Document excerpt
★ ★ ★ ★

This site uses cookies to improve your experience and to provide services and advertising. By continuing to browse, you agree to the use of cookies described in our Cookies Policy. You may change your settings at any time but this may impact on the functionality of the site. To learn more see our Cookies Policy.
OK
Dublin: 8 °C Friday 18 October, 2019
Advertisement

5 serious questions for the government that Dáil 'clarifications' did not clarify

Enda Kenny, Frances Fitzgerald and Katherine Zappone said they were going to clear up any remaining confusion last night. Here’s how that went.

File photo
File photo
Image: Niall Carson/PA Wire

IN RESPONSE TO the growing controversy and scandal surrounding false allegations made against Garda whistleblower Maurice McCabe, the Dáil last night hosted ‘Statements of Clarification on Statements made by Taoiseach and Two Ministers’.

★ ★ ★ ★

Recorded data
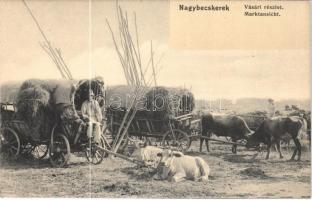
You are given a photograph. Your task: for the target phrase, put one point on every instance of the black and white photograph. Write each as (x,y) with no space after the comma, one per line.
(155,99)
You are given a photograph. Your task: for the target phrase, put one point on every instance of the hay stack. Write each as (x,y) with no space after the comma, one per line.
(158,103)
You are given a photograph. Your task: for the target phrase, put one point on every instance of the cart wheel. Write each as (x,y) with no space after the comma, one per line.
(10,143)
(40,151)
(176,138)
(95,155)
(59,150)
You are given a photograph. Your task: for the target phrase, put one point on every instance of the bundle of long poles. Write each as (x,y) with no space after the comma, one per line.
(129,54)
(54,53)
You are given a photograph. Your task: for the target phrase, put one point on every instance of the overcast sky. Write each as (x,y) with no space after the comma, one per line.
(210,74)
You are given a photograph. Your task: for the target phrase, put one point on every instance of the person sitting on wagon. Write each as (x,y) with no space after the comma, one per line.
(91,113)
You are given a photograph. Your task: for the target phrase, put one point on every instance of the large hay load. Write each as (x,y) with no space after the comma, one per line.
(41,103)
(157,106)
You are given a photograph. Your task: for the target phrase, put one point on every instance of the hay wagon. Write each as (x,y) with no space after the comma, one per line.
(163,126)
(56,128)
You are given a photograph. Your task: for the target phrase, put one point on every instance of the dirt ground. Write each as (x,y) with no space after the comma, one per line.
(232,176)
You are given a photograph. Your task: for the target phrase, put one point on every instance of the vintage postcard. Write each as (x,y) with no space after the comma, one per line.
(155,99)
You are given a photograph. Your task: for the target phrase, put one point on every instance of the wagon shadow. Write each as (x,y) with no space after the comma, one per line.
(23,163)
(28,163)
(139,174)
(241,158)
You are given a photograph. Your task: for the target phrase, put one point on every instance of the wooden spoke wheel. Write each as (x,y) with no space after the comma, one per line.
(59,150)
(10,143)
(40,151)
(95,155)
(176,138)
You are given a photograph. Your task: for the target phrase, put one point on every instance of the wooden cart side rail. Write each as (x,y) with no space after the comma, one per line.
(216,140)
(138,162)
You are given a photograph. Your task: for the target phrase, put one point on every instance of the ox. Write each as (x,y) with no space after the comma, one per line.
(273,130)
(148,155)
(175,166)
(224,125)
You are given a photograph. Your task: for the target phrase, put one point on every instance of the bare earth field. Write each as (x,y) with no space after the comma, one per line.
(232,176)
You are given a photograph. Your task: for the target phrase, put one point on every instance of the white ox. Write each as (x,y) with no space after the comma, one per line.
(148,155)
(175,166)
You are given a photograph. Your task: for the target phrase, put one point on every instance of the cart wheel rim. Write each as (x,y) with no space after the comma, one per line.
(40,151)
(10,144)
(59,151)
(94,155)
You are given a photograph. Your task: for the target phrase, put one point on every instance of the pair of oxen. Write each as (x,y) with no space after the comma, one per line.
(270,132)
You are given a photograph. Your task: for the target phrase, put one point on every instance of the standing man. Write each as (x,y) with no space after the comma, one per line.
(91,113)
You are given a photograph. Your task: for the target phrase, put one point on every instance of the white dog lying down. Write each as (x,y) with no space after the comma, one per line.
(175,166)
(148,155)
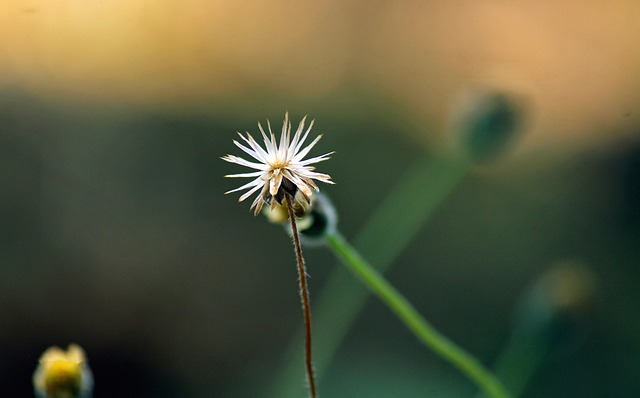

★ ★ ★ ★

Instruction 1
In the article about the Dáil clarifications, who said they were going to clear up any remaining confusion?
Instruction 2
Quote the passage of the article about the Dáil clarifications that starts with the words containing "Enda Kenny, Frances" and ends with "and Two Ministers’.".

Correct answer 1
Enda Kenny, Frances Fitzgerald and Katherine Zappone.

Correct answer 2
Enda Kenny, Frances Fitzgerald and Katherine Zappone said they were going to clear up any remaining confusion last night. Here’s how that went.

File photo
File photo
Image: Niall Carson/PA Wire

IN RESPONSE TO the growing controversy and scandal surrounding false allegations made against Garda whistleblower Maurice McCabe, the Dáil last night hosted ‘Statements of Clarification on Statements made by Taoiseach and Two Ministers’.